>>

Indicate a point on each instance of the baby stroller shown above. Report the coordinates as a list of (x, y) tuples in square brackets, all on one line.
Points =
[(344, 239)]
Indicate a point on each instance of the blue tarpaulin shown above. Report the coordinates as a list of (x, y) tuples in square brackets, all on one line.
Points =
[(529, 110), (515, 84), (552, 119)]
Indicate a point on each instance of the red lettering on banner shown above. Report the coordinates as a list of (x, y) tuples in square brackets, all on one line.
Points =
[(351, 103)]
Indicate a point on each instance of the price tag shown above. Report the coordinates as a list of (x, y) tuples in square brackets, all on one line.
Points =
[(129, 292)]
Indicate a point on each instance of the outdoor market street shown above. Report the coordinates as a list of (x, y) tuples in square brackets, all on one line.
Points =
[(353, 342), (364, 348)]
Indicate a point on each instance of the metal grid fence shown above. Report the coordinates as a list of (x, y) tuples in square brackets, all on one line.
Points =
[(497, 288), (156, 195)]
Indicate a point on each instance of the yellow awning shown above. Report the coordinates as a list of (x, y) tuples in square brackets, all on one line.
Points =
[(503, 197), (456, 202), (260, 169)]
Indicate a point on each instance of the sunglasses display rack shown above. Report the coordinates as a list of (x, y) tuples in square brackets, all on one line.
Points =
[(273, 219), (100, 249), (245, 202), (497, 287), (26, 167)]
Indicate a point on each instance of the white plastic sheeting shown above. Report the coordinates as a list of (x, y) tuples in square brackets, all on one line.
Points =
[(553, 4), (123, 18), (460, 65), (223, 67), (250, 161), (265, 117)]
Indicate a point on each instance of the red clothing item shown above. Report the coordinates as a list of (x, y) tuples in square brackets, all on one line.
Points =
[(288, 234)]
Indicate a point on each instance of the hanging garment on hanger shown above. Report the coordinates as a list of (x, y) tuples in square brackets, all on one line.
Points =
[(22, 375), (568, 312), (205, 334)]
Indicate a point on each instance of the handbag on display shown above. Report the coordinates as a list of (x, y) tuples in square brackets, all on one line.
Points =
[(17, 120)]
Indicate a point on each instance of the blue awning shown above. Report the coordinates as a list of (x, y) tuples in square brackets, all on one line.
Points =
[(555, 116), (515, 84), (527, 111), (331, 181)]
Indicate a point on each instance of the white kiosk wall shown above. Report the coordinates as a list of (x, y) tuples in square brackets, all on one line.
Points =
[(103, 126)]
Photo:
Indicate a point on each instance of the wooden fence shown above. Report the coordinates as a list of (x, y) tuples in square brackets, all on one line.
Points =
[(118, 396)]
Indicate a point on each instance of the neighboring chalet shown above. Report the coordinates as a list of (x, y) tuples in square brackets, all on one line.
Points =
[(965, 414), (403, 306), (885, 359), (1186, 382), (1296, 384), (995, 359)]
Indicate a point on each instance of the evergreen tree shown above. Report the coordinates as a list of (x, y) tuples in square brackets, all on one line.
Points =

<<

→ SHORT PROBLEM
Copy every line of the listing above word for word, with nothing changed or left out.

→ ANSWER BELOW
Indicate a point on each instance of the baby stroller shown above. Report the coordinates as a list of (x, y) tuples in square brackets, all on one line.
Points =
[(344, 239)]
Indicate a point on each instance of the blue tarpaulin shown above. Report the coordinates as a list of (x, y) tuples in square brackets, all on one line.
Points =
[(529, 110), (515, 84), (552, 119)]
Indicate a point on each instance of the red lettering on banner shown above. Report the coordinates as a list of (x, y) tuples in square brackets, all on one line.
Points =
[(351, 103)]
Indicate a point on each instance of the price tag shown above. Report the coordinates as a list of (x, y) tuples in square brackets, all on one line.
Points =
[(129, 292)]
Indicate a point on each instance of the outdoor market street shown above. Report the coordinates as a list of (x, y) tuples in square brackets, all on one line.
Points =
[(353, 342), (364, 348)]
Indicate a point on each instance of the metal grid fence shown above. Report the coordinates as a list of (x, y) tuples in square brackets, all on one line.
Points =
[(497, 288), (156, 195)]
Indicate a point on each instance of the yellow awning shown above. Report the coordinates as a list of (x, y) tuples in square brackets, all on one line.
Points =
[(503, 197), (456, 202), (260, 169)]
Indicate a point on each instance of the sunglasses display rack shown above. Report the coordinates as a list of (x, y) tuples in square brackets, all on one line.
Points =
[(273, 219), (100, 249), (245, 202), (497, 287), (26, 167)]
Indicate a point on each instance of the white plastic sheeting shown above. Report the coordinates as a list of (x, y) tuples in square brackets, all on one line.
Points =
[(553, 4), (123, 18), (460, 65), (223, 67), (250, 161), (265, 117)]
Indicate a point on each instance of the red clothing item shown above. Report the coordinates as a list of (x, y) tuples in square brackets, all on one line.
Points =
[(288, 234)]
Indicate a point on each instance of the hanging garment on hanger shown above. Report the coordinates as a list of (x, y) tuples in square brackets, all on one line.
Points =
[(22, 375), (568, 312), (205, 334)]
Indicate a point on each instance of the handbag on display shown above. Report the coordinates as a list of (x, y) tuples in square brackets, all on one line.
Points =
[(17, 120)]
Indicate a point on each instance of the blue awning shown above. Report the coordinates as a list of (x, y) tuples in square brackets, all on one line.
Points =
[(555, 116), (515, 84), (527, 111), (331, 181)]
Indicate a point on each instance of the white kiosk wall shown above. Report the coordinates as a list of (x, y) tuples in square brackets, all on one line.
Points =
[(103, 126)]
Photo:
Indicate a point on each instance of the wooden fence shown above. Report the coordinates as a list of (x, y) tuples in square brackets, all on one line.
Points =
[(118, 396)]
Indicate a point on each instance of the neighboring chalet shown above. Report the coordinates as a list of (x, y) tuples in square brackets, all on one line.
Points =
[(965, 414), (403, 306), (885, 359), (1186, 382), (1296, 384), (995, 359)]
Indicate a point on each instance of the evergreen tree shown above. Report the coordinates as a list of (x, y) tuples in square brackets, all on one line.
Points =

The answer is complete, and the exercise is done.